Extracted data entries
○ ○ ○ ○

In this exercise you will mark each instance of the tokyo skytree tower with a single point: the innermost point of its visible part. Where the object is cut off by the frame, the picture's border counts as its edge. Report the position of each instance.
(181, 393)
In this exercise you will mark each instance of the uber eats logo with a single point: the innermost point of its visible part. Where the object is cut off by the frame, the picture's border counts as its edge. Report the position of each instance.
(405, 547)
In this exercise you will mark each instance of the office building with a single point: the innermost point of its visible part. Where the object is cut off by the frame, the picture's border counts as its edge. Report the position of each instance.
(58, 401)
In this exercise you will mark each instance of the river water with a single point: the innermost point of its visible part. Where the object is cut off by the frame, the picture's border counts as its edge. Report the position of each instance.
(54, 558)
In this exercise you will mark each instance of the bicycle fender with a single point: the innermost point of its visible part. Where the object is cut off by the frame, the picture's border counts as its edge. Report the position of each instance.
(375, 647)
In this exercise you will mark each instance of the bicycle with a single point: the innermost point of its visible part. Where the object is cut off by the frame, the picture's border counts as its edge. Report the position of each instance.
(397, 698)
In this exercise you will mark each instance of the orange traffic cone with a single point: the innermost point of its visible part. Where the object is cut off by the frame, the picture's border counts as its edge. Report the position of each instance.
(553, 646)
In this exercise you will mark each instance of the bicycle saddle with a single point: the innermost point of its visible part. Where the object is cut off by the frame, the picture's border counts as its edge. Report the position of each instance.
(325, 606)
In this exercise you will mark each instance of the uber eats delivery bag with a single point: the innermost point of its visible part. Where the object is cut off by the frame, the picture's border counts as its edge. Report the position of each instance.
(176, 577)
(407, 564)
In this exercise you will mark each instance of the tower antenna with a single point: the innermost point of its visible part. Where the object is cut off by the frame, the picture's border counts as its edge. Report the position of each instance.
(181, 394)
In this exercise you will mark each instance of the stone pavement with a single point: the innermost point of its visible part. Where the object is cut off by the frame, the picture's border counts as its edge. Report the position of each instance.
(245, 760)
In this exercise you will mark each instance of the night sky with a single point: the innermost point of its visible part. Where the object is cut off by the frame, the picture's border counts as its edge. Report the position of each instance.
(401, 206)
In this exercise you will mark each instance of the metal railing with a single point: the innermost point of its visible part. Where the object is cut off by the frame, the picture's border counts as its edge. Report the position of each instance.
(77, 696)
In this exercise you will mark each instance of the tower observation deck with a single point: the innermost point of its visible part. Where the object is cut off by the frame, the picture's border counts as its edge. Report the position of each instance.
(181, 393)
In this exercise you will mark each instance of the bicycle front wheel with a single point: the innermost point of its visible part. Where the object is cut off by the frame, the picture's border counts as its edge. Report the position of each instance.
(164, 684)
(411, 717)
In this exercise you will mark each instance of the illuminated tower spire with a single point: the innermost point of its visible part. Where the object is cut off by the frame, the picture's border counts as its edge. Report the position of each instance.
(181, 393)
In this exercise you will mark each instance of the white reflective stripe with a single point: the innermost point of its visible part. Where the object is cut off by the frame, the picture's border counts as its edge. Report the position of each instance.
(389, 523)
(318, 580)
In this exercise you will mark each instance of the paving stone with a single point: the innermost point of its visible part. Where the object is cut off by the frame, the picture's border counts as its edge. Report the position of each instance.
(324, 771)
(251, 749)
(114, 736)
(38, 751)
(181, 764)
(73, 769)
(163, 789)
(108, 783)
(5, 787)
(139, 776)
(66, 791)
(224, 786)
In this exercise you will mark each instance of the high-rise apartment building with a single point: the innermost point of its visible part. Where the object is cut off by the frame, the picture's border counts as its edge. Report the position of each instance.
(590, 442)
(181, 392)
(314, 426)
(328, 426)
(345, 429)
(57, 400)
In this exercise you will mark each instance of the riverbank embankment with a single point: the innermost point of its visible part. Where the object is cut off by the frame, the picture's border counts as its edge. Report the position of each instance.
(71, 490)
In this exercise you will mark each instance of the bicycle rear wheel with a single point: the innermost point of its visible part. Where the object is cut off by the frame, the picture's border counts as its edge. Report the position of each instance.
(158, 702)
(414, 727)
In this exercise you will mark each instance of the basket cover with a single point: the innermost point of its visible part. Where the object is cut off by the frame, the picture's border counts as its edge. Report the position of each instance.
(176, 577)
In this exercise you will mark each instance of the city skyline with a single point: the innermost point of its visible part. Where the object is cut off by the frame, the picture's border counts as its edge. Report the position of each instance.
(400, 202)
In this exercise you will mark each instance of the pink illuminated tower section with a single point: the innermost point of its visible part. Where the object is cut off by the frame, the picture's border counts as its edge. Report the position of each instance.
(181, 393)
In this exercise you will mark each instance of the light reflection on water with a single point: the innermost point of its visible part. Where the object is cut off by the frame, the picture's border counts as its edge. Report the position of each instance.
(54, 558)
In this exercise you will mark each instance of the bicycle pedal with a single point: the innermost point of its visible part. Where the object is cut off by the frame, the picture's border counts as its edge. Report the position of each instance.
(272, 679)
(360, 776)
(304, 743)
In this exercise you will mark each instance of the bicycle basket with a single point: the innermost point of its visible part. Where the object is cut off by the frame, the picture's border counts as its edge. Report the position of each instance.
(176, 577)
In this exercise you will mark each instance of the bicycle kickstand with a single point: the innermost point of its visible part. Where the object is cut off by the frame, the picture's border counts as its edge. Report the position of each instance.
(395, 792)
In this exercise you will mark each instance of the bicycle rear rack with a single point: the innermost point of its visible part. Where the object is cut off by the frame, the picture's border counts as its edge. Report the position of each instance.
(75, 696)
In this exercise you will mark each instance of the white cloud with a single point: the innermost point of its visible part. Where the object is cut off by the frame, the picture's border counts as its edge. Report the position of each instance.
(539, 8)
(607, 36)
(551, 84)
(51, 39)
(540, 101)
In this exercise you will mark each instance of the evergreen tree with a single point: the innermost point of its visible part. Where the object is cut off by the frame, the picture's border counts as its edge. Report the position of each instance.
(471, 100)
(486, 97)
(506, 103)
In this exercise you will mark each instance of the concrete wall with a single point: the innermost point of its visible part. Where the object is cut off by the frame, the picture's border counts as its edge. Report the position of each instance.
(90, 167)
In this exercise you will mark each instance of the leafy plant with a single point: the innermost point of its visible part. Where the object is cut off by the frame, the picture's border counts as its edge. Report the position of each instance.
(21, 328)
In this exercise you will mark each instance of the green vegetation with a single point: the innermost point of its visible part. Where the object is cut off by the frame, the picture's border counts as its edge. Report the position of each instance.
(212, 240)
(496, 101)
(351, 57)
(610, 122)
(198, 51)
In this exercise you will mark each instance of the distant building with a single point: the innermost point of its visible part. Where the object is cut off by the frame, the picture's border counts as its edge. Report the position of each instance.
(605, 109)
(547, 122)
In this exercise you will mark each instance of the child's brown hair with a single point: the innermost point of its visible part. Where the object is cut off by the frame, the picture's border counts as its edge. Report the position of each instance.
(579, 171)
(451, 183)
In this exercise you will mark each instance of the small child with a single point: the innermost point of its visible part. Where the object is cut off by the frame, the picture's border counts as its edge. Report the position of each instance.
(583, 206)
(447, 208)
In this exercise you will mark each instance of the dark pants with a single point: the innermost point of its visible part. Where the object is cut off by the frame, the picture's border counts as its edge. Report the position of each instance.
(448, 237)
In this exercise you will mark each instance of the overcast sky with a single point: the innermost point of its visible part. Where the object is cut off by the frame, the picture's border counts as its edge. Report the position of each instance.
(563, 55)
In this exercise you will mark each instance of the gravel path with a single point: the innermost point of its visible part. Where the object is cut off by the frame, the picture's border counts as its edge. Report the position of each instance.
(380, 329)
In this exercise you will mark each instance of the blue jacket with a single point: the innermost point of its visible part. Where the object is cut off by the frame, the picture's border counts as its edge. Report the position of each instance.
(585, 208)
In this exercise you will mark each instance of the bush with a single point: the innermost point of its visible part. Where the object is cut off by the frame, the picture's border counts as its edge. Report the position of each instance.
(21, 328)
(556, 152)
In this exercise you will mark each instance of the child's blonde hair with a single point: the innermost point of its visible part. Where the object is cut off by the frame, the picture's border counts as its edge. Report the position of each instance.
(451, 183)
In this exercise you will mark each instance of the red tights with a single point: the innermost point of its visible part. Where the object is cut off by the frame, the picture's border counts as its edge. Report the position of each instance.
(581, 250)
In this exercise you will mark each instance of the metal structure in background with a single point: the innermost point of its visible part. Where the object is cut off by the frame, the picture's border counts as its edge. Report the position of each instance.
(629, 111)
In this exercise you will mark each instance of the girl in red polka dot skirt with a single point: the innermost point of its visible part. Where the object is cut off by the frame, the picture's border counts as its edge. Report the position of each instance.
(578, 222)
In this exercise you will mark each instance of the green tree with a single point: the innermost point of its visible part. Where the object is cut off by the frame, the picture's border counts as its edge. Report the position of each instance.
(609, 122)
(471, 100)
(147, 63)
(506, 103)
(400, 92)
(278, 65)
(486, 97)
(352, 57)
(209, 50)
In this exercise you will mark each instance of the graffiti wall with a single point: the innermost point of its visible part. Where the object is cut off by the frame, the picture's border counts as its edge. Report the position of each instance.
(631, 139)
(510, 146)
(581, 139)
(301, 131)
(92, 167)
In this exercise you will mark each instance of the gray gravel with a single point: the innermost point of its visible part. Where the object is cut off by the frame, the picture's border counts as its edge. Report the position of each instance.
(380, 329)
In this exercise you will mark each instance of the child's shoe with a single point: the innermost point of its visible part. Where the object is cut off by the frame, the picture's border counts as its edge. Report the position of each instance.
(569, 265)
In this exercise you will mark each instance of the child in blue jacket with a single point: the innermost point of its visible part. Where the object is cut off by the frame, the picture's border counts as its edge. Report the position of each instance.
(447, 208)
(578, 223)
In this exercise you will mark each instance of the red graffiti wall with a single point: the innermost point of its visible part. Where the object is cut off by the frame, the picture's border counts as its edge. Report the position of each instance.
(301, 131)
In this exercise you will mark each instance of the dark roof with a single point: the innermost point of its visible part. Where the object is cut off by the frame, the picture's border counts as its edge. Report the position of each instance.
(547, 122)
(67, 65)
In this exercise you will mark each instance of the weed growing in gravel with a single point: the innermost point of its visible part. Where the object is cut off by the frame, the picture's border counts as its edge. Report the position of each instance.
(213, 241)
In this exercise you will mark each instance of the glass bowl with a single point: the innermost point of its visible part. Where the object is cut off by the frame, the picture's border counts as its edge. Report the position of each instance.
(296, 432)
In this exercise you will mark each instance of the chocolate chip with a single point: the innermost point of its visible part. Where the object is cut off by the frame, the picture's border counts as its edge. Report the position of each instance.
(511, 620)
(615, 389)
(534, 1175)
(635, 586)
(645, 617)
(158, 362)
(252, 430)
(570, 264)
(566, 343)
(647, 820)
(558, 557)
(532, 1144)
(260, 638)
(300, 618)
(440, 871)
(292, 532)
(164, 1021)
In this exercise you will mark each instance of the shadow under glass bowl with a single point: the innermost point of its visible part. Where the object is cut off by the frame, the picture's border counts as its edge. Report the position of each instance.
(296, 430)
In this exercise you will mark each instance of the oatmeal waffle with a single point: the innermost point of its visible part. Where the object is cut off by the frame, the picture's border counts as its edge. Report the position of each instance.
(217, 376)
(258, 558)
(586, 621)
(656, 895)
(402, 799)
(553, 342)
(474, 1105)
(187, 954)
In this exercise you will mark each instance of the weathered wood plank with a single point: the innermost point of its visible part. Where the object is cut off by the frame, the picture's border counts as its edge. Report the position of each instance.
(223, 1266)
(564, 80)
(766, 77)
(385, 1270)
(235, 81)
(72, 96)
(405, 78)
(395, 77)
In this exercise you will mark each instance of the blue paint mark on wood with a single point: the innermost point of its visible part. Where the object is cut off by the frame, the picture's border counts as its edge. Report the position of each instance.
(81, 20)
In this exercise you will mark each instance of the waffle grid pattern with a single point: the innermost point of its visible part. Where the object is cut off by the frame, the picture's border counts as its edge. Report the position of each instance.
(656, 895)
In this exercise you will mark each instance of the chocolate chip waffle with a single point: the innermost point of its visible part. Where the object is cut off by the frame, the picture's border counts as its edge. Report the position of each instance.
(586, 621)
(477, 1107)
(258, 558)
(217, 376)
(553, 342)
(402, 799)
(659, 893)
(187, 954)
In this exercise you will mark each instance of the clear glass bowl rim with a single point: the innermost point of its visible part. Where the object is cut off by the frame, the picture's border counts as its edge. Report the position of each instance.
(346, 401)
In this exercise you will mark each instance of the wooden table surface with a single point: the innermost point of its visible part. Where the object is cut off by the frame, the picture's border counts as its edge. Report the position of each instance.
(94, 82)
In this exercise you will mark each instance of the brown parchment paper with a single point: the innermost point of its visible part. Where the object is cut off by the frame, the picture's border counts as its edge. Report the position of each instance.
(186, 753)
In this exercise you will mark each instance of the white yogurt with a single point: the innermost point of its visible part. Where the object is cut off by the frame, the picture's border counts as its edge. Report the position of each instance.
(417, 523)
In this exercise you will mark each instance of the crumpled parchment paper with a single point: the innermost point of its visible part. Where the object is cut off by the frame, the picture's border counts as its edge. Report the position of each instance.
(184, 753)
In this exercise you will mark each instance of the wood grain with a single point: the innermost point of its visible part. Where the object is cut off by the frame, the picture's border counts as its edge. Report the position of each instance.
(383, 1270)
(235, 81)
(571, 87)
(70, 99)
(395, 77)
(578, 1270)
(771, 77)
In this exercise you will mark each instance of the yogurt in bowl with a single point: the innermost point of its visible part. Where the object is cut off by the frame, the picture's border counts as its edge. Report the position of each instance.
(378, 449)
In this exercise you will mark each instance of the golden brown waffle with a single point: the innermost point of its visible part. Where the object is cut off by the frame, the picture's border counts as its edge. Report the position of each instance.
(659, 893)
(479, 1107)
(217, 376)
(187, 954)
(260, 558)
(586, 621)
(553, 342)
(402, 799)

○ ○ ○ ○

Take the line with "In this exercise you will mark each instance of the yogurt" and all lines after it through the end of the records, and write them out exactly; include nothing else.

■ **Problem solution**
In this exercise you will mark each instance of the yogurt in bowl with a single point: the innermost point of its visible part. Where the object is cut off by the frame, the picture's border counts as its edge. Report the position of each instance.
(378, 449)
In this exercise you will mark each instance of the golden brown waffle with a single point: the innermost point of its visible part. Where the object is cut off by the frame, the picture's border counts as its edge. Report the position of each instance.
(659, 893)
(479, 1107)
(217, 376)
(187, 954)
(260, 558)
(586, 621)
(553, 342)
(402, 799)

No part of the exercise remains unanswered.